TUJUAN: Salin kata demi kata bagian teks tentang Ambo Dalle yang dimulai dari "b.  Mendirikan Madrasah" dan berakhir pada "mulailah pembangunan Madrasah.".

Selain itu, Ambo Dalle terus emnambah ilmunya, terutama dalam ilmu Agama. Ia pun belajar kepada Ulama-Ulama asal Wajo yang merupakan Alumni Makkah, seperti H. Syamsuddin dan Sayyid Ali ad-Ahdal. Para Ulama asal Wajo ini bermaksud membuka Pengajian di kampong halaman mereka.
b.  Mendirikan Madrasah
Salah seorang Guru Ambo Dalle, yakni Gurutta H. As’ad, suatu ketika menguji secara lisan murid-muridnya, termasuk Ambo Dalle. Ternyata, jawaban Ambo Dalle dianggap yang paling tepat dan benar. Maka sejak saat itu, ia diangkat menjadi Asisten dan mulai meniti Karier mengajar serta secara intens menekuni dunia pendidikan.
Berkat kerja sama antara Gurutta H. As’ad dan Ambo Dalle, pengajian itu bertambah maju. Hal tersebut terdengar sampai ke telinga Raja Wajo saat itu, Arung Matoa Wajo. Arung Matoa Wajo pun memutuskan mengadakan peninjauan langsung ke tempat Pengajian milik Gurutta H. As’ad. Dalam kunjungannya, Raja Wajo ini meminta agar Gurutta H. As’ad membuka sebuah Madrasah yang seluruh biayanya di tanggung pemerintah setempat. Gayung bersa,but. Maka, tak lama kemudian, di mulailah pembangunan Madrasah.
Madrasah yang di bangun ini menyelenggarakan jenjang pendidikan Awaliyahnya (setingkat dengan Kanak-Kanak), Ibtidaiyah (SD), Tsanawiyah (SMP). Lembaga Pendidikan itu diberi nama Al-Madrasah al-Arabiyah al-Islamiyah (MAI) Sengkang. Lambangnya diciptakan oleh Ambo Dalle dengan persetujuan Gurutta H. As’ad bin Abdul Rasyid dan Ulama lainnya. Dalam waktu singkat, popularitas MAI Sengkang dengan system pendidikannya yang modern (Sistem Madrasah) menarik perhatian masyarakat dari berbagai daerah.
Selanjutnya, atas izin Sang Guru, Ambo Dalle pindah dan mendirikan MAI di Mangkoso pada 29 Syawal 1356 H. atau 21 Desember 1938. Mulai saat itulah, ia mendapat kehormatan penuh dari masyarakat dengan gelar Gurutta Ambo Dalle. MAI Mangkoso ini kelak menjadi cikal bakal kelahiran Organisasi Pendidikan Keagamaan bernama Darud Dakwah wal Irsyad (DDI).

DATA SUMBER:

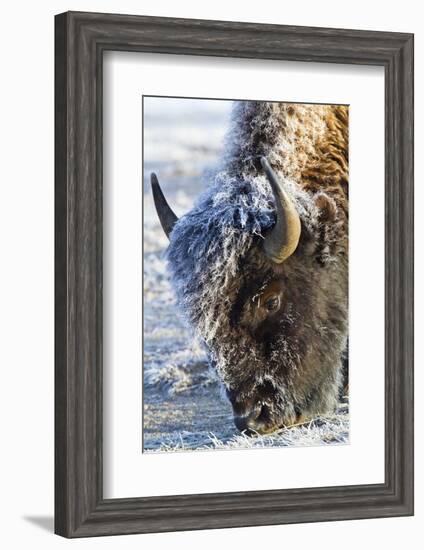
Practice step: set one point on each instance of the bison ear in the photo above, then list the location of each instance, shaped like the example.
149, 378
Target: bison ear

JAWABAN TUGAS:
b.  Mendirikan Madrasah
Salah seorang Guru Ambo Dalle, yakni Gurutta H. As’ad, suatu ketika menguji secara lisan murid-muridnya, termasuk Ambo Dalle. Ternyata, jawaban Ambo Dalle dianggap yang paling tepat dan benar. Maka sejak saat itu, ia diangkat menjadi Asisten dan mulai meniti Karier mengajar serta secara intens menekuni dunia pendidikan.
Berkat kerja sama antara Gurutta H. As’ad dan Ambo Dalle, pengajian itu bertambah maju. Hal tersebut terdengar sampai ke telinga Raja Wajo saat itu, Arung Matoa Wajo. Arung Matoa Wajo pun memutuskan mengadakan peninjauan langsung ke tempat Pengajian milik Gurutta H. As’ad. Dalam kunjungannya, Raja Wajo ini meminta agar Gurutta H. As’ad membuka sebuah Madrasah yang seluruh biayanya di tanggung pemerintah setempat. Gayung bersa,but. Maka, tak lama kemudian, di mulailah pembangunan Madrasah.